Data extracted from a collection
━━━━
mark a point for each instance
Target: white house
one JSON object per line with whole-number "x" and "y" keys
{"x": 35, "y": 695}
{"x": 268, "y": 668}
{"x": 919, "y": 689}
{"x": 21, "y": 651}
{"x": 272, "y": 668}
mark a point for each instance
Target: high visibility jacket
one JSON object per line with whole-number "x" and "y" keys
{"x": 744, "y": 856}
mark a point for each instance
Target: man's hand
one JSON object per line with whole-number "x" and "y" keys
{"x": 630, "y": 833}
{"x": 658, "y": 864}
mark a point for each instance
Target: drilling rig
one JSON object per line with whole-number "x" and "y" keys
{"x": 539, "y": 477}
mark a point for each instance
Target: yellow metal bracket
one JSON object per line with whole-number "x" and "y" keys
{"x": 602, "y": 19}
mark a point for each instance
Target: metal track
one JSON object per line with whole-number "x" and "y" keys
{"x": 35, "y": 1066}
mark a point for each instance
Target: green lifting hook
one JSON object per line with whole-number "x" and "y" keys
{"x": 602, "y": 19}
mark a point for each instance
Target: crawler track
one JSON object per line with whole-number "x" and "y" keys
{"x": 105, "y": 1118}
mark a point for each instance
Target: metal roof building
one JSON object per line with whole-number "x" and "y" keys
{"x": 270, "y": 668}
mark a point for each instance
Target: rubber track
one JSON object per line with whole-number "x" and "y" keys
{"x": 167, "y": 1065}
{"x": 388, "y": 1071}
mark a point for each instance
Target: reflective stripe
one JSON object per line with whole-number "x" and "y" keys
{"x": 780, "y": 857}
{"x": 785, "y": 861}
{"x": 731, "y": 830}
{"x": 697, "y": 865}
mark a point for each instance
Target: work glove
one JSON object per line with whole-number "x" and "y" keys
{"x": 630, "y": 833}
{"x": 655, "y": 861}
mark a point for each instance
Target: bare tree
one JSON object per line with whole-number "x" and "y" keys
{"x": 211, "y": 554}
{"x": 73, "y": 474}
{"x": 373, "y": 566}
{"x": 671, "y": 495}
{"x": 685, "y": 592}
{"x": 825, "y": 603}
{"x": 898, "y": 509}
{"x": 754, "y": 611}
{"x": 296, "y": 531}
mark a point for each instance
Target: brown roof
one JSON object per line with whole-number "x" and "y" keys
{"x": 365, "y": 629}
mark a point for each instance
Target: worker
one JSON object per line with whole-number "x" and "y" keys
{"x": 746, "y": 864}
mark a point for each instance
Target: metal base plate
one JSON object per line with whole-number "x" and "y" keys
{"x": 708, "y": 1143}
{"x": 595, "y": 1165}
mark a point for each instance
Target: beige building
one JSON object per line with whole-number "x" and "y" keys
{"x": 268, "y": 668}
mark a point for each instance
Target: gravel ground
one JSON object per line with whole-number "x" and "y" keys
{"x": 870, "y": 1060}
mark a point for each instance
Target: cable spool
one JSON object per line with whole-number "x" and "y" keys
━━━━
What is being asked
The records above must be output exactly, in full.

Response to the task
mark a point for each instance
Target: white house
one JSON object per line with whole-number "x" and "y" keys
{"x": 35, "y": 695}
{"x": 268, "y": 668}
{"x": 919, "y": 689}
{"x": 21, "y": 651}
{"x": 272, "y": 668}
mark a point for each instance
Target: high visibility jacket
one JSON object per line with whole-number "x" and "y" keys
{"x": 744, "y": 856}
mark a point for each instance
Target: man's hand
one JSON object per line with whole-number "x" and "y" keys
{"x": 630, "y": 833}
{"x": 658, "y": 864}
mark a point for each instance
Target: drilling rig
one JSON object per line with whole-number "x" and "y" keys
{"x": 539, "y": 477}
mark a point for each instance
Target: yellow metal bracket
one JSON object per line with whole-number "x" and "y" keys
{"x": 602, "y": 19}
mark a point for each instance
Target: metal track
one JSON object per line with whole-number "x" and "y" keys
{"x": 35, "y": 1066}
mark a point for each instance
Target: green lifting hook
one JSON object per line with whole-number "x" and "y" keys
{"x": 602, "y": 19}
mark a point for each instance
Target: crawler track
one JSON object per line with whole-number "x" and "y" keys
{"x": 105, "y": 1118}
mark a point for each instance
Target: metal roof building
one JSON object per line with whole-number "x" and "y" keys
{"x": 270, "y": 668}
mark a point for each instance
Target: rubber track
one JSON object per line with whole-number "x" and "y" keys
{"x": 167, "y": 1065}
{"x": 388, "y": 1071}
mark a point for each instance
Target: reflective stripe
one JSON object per line with whole-number "x" and "y" keys
{"x": 780, "y": 857}
{"x": 785, "y": 861}
{"x": 731, "y": 830}
{"x": 697, "y": 865}
mark a point for each instance
Target: work glove
one JSON object per line with whole-number "x" and "y" keys
{"x": 630, "y": 833}
{"x": 655, "y": 861}
mark a point for each instance
Target: bare tree
one JSON object per line with whole-number "x" and "y" keys
{"x": 211, "y": 554}
{"x": 73, "y": 474}
{"x": 373, "y": 566}
{"x": 671, "y": 495}
{"x": 685, "y": 592}
{"x": 825, "y": 603}
{"x": 898, "y": 509}
{"x": 754, "y": 611}
{"x": 296, "y": 531}
mark a point for each instance
Target: brown roof
one JSON object per line with whole-number "x" and "y" keys
{"x": 365, "y": 629}
mark a point for each instance
Target: worker
one JSON object per line with whole-number "x" and "y" keys
{"x": 746, "y": 864}
mark a point for each instance
Target: metal base plate
one JSON object per line with whole-number "x" and "y" keys
{"x": 708, "y": 1143}
{"x": 595, "y": 1165}
mark a point for each instance
Target: beige building
one JSON object per line with whole-number "x" and "y" keys
{"x": 268, "y": 668}
mark a point for each instance
Target: gravel ground
one JSON object per line with whole-number "x" and "y" keys
{"x": 870, "y": 1060}
mark a point for each instance
Target: cable spool
one JSON object per line with whole-number "x" and "y" keys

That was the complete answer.